INSTRUCTION A: According to the blog post about the literary agency internship, how many queries did the intern read in a week?

STUDY TEXT:
********************

Tuesday, April 24, 2012

Awarding the Leibster and some literary agency internship questions answered

First! I'm awarding the Leibster to Matt over at Matt's Writing Lair. And thanks to the fabulous Jess McKendry nominating you for this award, Matt. For details on the Leibster Award, please see this post.

Second! I only received one comment asking me questions re: my internship, but Rena (of Doctor Faerie Godmother) provided MORE than enough to work with (thanks Rena!). As you'll see below, I've reposted her comment and added my answers in between.

Rena: Questions? Oh yeah, I'm full of questions.
me: Great! Bring 'em on!

Rena: I'm going to just make the worlds biggest comment here because I really have so many. The first, I know tons of people who say things like: "Why did this book ever get published? The characters are terrible, the language is sad, and the plot could use some help." I've always assumed that books like that made it through because of the personal preference thing: how much of that did you see?
me: The agent I worked with did pick things based on personal preference. That said, she had a pretty high standard for what she would shop around to publishers because, while an agent may have a personal preference, the publishers are less likely to. It's still a waiting and guessing game for an agent shopping a book. They have to figure out which publishers will be likely to pick up a manuscript, the same as you... it's just hopeful they will have more experience and/or contacts than you (which is why you bother with them in the first place).

Rena: Did you ever pick out a manuscript and basically get laughed down? Or was everything you liked also liked by the agent/s?
me: There were two cases where I really liked a manuscript and the agent, after she had reviewed them, rejected them. One because she wasn't feeling the backwoods southern dialect the author chose to use (I found it to be accurate and appropriate for the novel). And one because she felt it just wasn't ready yet (where I thought it was a hot YA novel that really will sell, and it may if the author gets a good editor). And then there were a couple that I really loved that she agreed with me on as well. So, yeah, there's definitely some personal preference involved. An agent has to really love a manuscript to want to take it on because they have to be in a relationship with it, and you, for at least the year it will take to sell it. Therefore, your novel could be amazing, but just not right for that agency.

Rena: How important is the query letter? Is a good query letter really going to make it, or is it all about the pages? Did the agency you working with go to pages even when the query wasn't that great?
me: The agent I worked with, as a general rule, didn't read queries. That was my job. And to be honest, there were days when I didn't look very closely at them. I would skim a query for the synopsis of the work and, if it grabbed me, would look at the pages sent as well. A query is as good as the synopsis, in that regard, because the point of it is to make me want to look at your pages. However, if your pages are terrible, no amount of great querying will help you. There were a few that I rejected just based on the fact that the query was SO terrible grammatically (how can your manuscript be any good if you can't compose an e-mail?). And there was one query that I deleted without a response because it was just plain offensive. So I guess it's important to know your audience and approach them accordingly.

Rena: Statistics, I'm sure everyone wants to know the stats: How many queries a week, how many requested manuscripts, etc.
me: I'm not sure how many came to the agent's personal e-mail, because she forwarded many to another account where we also received queries for me to read. I read anywhere between 25 and 40 queries in a week... and requested 7 manuscripts in the 2 months I was at the agency. Of those manuscripts, 2 will actually be signed, I would venture.

********************

MATERIAL PROVIDED:
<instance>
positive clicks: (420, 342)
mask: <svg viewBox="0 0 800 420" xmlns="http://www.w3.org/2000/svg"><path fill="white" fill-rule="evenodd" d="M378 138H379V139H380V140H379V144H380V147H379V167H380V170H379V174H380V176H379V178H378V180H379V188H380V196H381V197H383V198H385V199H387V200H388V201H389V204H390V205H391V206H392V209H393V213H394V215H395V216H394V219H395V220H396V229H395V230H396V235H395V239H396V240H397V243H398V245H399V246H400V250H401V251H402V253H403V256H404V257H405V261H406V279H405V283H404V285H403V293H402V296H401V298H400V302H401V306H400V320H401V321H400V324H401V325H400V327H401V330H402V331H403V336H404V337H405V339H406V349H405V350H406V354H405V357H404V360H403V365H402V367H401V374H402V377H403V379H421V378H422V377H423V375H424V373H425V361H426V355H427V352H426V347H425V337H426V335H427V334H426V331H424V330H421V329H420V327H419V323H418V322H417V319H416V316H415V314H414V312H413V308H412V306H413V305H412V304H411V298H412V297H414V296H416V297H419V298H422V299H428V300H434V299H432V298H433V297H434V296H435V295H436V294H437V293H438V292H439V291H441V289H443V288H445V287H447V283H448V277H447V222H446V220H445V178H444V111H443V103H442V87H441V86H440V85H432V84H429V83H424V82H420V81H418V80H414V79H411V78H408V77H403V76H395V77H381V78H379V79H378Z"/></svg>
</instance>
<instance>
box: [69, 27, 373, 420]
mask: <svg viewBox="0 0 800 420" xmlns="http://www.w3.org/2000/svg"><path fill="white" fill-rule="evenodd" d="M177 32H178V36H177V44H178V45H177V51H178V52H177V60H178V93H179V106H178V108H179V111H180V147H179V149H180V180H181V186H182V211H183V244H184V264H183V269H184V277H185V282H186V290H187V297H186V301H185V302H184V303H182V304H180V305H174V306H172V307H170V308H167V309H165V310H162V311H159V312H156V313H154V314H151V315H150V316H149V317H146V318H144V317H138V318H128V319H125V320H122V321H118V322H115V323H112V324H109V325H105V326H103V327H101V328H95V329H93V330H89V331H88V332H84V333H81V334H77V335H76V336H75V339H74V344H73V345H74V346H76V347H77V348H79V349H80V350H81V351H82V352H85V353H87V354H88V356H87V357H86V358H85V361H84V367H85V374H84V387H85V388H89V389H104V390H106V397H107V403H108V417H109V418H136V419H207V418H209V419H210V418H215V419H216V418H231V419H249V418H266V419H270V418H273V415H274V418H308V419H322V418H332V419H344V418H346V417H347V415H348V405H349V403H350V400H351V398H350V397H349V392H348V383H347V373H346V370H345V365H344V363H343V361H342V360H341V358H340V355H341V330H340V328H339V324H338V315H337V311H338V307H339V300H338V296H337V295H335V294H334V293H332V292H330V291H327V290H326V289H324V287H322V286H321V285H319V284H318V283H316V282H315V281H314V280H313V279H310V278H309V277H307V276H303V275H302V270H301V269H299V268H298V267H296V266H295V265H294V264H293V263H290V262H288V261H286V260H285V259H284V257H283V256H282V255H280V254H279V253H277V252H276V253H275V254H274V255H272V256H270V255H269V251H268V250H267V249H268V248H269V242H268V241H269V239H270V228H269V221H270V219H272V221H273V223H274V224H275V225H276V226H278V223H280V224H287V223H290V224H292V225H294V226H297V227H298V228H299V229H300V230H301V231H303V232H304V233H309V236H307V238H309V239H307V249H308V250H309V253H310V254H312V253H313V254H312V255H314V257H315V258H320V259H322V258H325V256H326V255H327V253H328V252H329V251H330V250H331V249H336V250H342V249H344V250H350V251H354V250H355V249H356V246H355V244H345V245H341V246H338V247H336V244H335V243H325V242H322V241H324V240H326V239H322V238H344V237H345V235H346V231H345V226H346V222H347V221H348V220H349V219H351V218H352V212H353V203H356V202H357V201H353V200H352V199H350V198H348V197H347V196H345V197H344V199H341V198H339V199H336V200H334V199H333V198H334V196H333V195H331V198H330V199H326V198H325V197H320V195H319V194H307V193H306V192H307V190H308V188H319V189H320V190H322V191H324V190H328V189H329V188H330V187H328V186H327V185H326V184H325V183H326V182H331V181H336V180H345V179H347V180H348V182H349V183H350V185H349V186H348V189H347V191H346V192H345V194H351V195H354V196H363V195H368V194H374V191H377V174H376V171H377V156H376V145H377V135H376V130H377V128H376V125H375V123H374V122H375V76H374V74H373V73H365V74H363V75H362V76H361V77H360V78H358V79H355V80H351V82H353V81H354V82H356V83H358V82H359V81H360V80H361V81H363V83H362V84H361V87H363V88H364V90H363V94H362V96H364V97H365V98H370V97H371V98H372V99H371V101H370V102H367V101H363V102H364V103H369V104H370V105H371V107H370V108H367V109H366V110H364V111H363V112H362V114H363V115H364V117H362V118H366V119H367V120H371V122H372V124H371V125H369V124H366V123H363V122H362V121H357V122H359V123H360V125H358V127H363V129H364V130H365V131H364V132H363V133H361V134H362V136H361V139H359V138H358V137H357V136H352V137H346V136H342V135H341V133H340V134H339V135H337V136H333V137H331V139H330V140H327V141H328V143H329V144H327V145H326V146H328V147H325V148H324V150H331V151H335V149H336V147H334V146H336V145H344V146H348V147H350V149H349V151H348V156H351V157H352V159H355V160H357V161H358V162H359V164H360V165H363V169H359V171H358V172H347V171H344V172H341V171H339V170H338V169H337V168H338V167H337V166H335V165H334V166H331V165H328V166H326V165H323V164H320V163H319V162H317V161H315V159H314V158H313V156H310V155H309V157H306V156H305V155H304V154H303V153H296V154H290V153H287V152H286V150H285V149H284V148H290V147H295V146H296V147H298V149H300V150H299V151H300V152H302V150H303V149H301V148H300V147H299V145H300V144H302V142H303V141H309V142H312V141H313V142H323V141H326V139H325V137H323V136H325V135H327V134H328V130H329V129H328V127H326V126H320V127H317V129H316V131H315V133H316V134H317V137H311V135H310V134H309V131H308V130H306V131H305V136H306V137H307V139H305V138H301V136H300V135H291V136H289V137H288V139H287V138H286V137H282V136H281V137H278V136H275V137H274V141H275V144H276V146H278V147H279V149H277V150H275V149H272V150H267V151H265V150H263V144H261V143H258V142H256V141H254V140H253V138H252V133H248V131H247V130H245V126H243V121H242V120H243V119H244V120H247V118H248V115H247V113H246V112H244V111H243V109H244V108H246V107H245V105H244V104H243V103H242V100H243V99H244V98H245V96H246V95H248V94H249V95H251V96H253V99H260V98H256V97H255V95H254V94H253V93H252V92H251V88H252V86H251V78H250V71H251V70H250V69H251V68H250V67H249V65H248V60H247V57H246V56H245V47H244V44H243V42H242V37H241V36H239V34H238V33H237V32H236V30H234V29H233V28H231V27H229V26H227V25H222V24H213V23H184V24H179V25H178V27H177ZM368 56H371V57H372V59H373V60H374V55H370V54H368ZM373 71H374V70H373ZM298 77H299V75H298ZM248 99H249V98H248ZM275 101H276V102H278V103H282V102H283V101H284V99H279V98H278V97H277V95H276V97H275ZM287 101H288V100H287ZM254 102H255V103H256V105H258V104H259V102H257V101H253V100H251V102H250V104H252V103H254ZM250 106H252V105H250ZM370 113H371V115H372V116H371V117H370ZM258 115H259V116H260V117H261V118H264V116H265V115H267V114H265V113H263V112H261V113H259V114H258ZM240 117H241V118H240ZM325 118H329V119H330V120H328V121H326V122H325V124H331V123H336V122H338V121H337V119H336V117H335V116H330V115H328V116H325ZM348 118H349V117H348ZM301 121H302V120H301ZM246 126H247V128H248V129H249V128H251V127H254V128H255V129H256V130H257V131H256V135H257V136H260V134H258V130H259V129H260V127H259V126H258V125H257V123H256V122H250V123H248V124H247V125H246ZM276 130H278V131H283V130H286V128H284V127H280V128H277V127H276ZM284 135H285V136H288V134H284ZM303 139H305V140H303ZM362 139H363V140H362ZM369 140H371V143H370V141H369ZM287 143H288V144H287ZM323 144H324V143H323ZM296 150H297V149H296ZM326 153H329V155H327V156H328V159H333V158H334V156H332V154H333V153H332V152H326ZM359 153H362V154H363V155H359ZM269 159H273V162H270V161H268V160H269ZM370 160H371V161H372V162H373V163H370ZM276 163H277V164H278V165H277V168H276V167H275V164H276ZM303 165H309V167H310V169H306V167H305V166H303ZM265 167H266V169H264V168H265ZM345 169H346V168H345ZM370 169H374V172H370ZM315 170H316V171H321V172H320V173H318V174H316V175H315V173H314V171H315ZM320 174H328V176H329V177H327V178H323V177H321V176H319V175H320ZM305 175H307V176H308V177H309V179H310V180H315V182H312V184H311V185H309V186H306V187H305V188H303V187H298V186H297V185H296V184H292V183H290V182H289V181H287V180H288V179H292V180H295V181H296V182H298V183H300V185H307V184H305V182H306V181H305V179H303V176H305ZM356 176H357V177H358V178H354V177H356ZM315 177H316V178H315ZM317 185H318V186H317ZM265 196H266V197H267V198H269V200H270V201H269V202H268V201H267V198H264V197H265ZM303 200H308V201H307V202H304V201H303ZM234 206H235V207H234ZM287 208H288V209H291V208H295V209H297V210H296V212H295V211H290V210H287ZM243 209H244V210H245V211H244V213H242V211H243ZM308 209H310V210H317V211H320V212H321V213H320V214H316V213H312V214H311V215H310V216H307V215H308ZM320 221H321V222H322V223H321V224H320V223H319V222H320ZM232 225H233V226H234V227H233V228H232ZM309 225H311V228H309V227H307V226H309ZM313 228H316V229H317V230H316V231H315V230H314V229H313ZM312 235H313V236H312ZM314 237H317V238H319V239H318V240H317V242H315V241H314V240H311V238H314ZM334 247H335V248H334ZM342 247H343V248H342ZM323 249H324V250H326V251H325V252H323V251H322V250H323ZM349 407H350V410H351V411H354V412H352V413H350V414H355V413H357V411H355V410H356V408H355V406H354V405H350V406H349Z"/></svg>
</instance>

********************

INSTRUCTION B: Format the rows as a numbered list, starting at their first line and ending at the line that contains "box: [69, 27, 373, 420]", and leave out blank lines.

PROBLEM SOLUTION A: Between 25 and 40 queries.

PROBLEM SOLUTION B:
1. <instance>
2. positive clicks: (420, 342)
3. mask: <svg viewBox="0 0 800 420" xmlns="http://www.w3.org/2000/svg"><path fill="white" fill-rule="evenodd" d="M378 138H379V139H380V140H379V144H380V147H379V167H380V170H379V174H380V176H379V178H378V180H379V188H380V196H381V197H383V198H385V199H387V200H388V201H389V204H390V205H391V206H392V209H393V213H394V215H395V216H394V219H395V220H396V229H395V230H396V235H395V239H396V240H397V243H398V245H399V246H400V250H401V251H402V253H403V256H404V257H405V261H406V279H405V283H404V285H403V293H402V296H401V298H400V302H401V306H400V320H401V321H400V324H401V325H400V327H401V330H402V331H403V336H404V337H405V339H406V349H405V350H406V354H405V357H404V360H403V365H402V367H401V374H402V377H403V379H421V378H422V377H423V375H424V373H425V361H426V355H427V352H426V347H425V337H426V335H427V334H426V331H424V330H421V329H420V327H419V323H418V322H417V319H416V316H415V314H414V312H413V308H412V306H413V305H412V304H411V298H412V297H414V296H416V297H419V298H422V299H428V300H434V299H432V298H433V297H434V296H435V295H436V294H437V293H438V292H439V291H441V289H443V288H445V287H447V283H448V277H447V222H446V220H445V178H444V111H443V103H442V87H441V86H440V85H432V84H429V83H424V82H420V81H418V80H414V79H411V78H408V77H403V76H395V77H381V78H379V79H378Z"/></svg>
4. </instance>
5. <instance>
6. box: [69, 27, 373, 420]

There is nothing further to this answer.